You are viewing a plain text version of this content. The canonical link for it is here.

Posted to user@mahout.apache.org by Matt Molek <mp...@gmail.com> on 2012/10/19 18:06:06 UTC

How to use ssvd for dimensionality reduction of tfidf-vectors?

Sorry for the basic question. I've been reading about this for a few hours,
but I'm still confused. I want to use ssvd to reduce the dimensionality of
some tfidf-vectors so I can perform clustering on the result.

Among many other things, I've read:
https://cwiki.apache.org/MAHOUT/dimensional-reduction.html

Which states the process for svd is:

bin/mahout svd (original -> svdOut)
bin/mahout cleansvd ...
bin/mahout transpose svdOut -> svdT
bin/mahout transpose original -> originalT
bin/mahout matrixmult originalT svdT -> newMatrix
bin/mahout kmeans newMatrix

I know you don't need to do cleansvd with ssvd output. My main question is
which of the three outputs of ssvd should I be transposing and multiplying
with the original tfidf-matrix? I'm having trouble understanding the math
that's going on.

◆ Supplied entries ◆
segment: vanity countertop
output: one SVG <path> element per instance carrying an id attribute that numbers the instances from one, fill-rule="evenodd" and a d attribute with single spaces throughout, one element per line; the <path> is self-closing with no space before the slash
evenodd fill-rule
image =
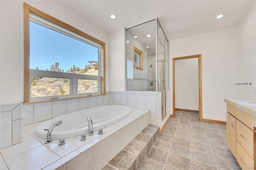
<path id="1" fill-rule="evenodd" d="M 256 118 L 256 100 L 224 99 L 224 101 Z"/>

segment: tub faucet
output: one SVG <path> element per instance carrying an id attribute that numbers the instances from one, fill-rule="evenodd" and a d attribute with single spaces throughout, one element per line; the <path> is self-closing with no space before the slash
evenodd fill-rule
<path id="1" fill-rule="evenodd" d="M 89 130 L 89 136 L 93 135 L 93 126 L 92 125 L 92 120 L 90 117 L 87 118 L 88 121 L 88 130 Z"/>
<path id="2" fill-rule="evenodd" d="M 55 126 L 58 126 L 61 124 L 62 123 L 62 121 L 60 119 L 57 119 L 54 121 L 54 122 L 52 123 L 52 125 L 51 125 L 49 128 L 48 132 L 47 132 L 47 135 L 46 136 L 46 141 L 44 142 L 44 144 L 48 144 L 52 142 L 52 140 L 51 139 L 51 135 L 52 134 L 52 132 L 53 130 L 53 128 L 55 127 Z"/>

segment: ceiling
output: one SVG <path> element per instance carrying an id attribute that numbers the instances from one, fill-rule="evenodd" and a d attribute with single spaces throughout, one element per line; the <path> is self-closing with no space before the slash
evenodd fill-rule
<path id="1" fill-rule="evenodd" d="M 255 0 L 59 0 L 109 33 L 158 18 L 169 40 L 237 25 Z M 110 14 L 117 18 L 110 18 Z M 215 17 L 220 14 L 224 16 Z"/>

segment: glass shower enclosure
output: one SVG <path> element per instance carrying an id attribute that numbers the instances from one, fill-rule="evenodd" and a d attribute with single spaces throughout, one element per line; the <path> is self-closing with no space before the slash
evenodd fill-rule
<path id="1" fill-rule="evenodd" d="M 168 89 L 168 40 L 157 18 L 126 28 L 126 90 L 162 93 L 162 119 Z"/>

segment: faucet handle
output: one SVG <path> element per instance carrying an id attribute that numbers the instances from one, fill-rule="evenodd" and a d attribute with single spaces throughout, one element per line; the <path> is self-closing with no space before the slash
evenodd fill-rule
<path id="1" fill-rule="evenodd" d="M 82 134 L 76 134 L 75 136 L 81 136 L 81 139 L 80 141 L 83 141 L 86 140 L 86 136 L 85 136 L 85 133 L 83 133 Z"/>
<path id="2" fill-rule="evenodd" d="M 65 138 L 61 138 L 60 139 L 59 139 L 59 144 L 58 144 L 58 146 L 60 146 L 64 145 L 66 144 L 66 142 L 65 142 Z"/>
<path id="3" fill-rule="evenodd" d="M 103 128 L 100 128 L 100 129 L 99 129 L 99 132 L 98 132 L 98 134 L 99 134 L 99 135 L 102 134 L 103 134 L 103 132 L 102 131 L 102 129 L 103 129 L 103 128 L 105 128 L 106 127 L 106 126 L 104 126 Z"/>

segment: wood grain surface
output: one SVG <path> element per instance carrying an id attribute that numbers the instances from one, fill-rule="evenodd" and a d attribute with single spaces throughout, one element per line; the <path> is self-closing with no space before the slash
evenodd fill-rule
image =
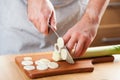
<path id="1" fill-rule="evenodd" d="M 39 55 L 27 55 L 33 58 L 33 61 L 39 60 L 41 58 L 47 58 L 51 61 L 51 54 L 39 54 Z M 69 64 L 65 61 L 57 62 L 60 66 L 57 69 L 47 69 L 47 70 L 31 70 L 27 71 L 23 69 L 23 65 L 21 62 L 25 56 L 17 56 L 15 57 L 15 61 L 20 68 L 29 78 L 41 78 L 47 76 L 55 76 L 55 75 L 63 75 L 63 74 L 71 74 L 71 73 L 82 73 L 82 72 L 92 72 L 94 70 L 93 64 L 100 62 L 110 62 L 114 60 L 113 56 L 105 56 L 105 57 L 97 57 L 92 59 L 77 59 L 75 60 L 75 64 Z M 35 64 L 33 64 L 35 65 Z"/>

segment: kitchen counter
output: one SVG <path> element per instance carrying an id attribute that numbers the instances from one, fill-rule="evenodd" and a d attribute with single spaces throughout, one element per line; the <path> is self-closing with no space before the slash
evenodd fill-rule
<path id="1" fill-rule="evenodd" d="M 39 53 L 34 55 L 37 54 Z M 18 55 L 0 56 L 0 80 L 31 80 L 16 65 L 16 56 Z M 120 55 L 115 55 L 114 62 L 94 64 L 93 72 L 57 75 L 32 80 L 120 80 Z"/>

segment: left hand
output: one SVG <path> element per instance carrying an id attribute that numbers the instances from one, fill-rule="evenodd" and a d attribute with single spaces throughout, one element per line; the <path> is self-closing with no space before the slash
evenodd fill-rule
<path id="1" fill-rule="evenodd" d="M 96 26 L 98 24 L 90 21 L 88 16 L 84 16 L 63 36 L 69 51 L 75 47 L 74 54 L 71 54 L 73 57 L 78 58 L 85 53 L 97 33 Z"/>

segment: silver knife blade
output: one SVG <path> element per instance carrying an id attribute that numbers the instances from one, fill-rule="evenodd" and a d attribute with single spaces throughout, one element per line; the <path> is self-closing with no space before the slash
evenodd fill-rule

◆ Tasks to perform ◆
• a. In the mailing list post about using ssvd on tfidf-vectors, which step does the poster say is unnecessary with ssvd output?
• b. Continue the mailing list post about using ssvd on tfidf-vectors, starting after its last sentence.

◆ Answers for this exercise ◆
• a. The cleansvd step.

• b.
ssvd outputs U, V, and sigma, and despite reading a bunch, I'm still
confused on which of these outputs I should be using, and how. Could anyone
spell it out for me?

Thanks for any help,
Matt

Re: How to use ssvd for dimensionality reduction of tfidf-vectors?

Posted by Pat Ferrel <pa...@gmail.com>.

Let me go out on a limb and explain my understanding in layman's terms, hopefully someone will correct me where I have erred...

What Dmitriy describes below creates a matrix "output".  This is your original matrix transformed into the new reduced dimensionality space. It will have a row for each of the original "input" docs/items and a column for each of the reduced basis vectors (technically right eigen-vectors I believe). So it will have 80 columns in the example below. The reduction happens in the ssvd job by throwing away the least significant new basis vectors keeping 80. The job keeps the vectors which retain the most variance, which is a good measure of how well the reduced vectors characterize the original input data.

Dmitriy also is applying principal component analysis, which creates a factorization where the retained basis vectors are as uncorrelated or independent as possible, in other words they are orthogonal. (http://en.wikipedia.org/wiki/Principal_component_analysis).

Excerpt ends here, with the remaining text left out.